→ **Work to be completed**:
In the records below, find each line that holds "instance" and return it.

→ **Provided data**:
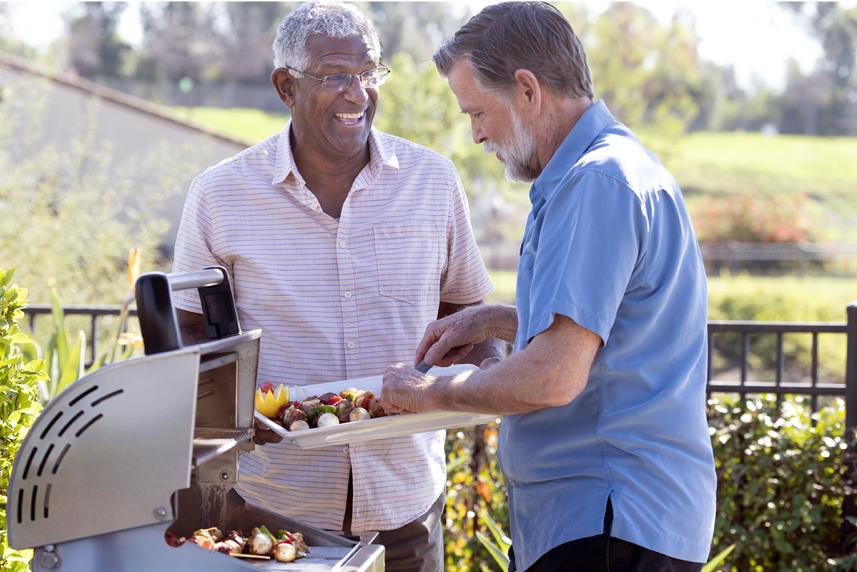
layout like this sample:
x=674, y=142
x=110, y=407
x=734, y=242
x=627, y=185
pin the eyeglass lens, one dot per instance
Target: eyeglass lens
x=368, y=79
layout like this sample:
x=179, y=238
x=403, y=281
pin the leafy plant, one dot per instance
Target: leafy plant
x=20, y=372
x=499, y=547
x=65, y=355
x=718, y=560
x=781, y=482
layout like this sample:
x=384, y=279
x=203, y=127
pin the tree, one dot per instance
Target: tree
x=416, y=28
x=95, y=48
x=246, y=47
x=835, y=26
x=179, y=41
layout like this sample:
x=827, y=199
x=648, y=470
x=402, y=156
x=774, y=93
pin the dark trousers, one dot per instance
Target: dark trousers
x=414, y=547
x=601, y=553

→ **Answer to this task**:
pin the eyeglass lens, one dot per instance
pin the leafy plant, one dot per instance
pin the tree, one dot per instance
pin the dark trousers, one dot per instance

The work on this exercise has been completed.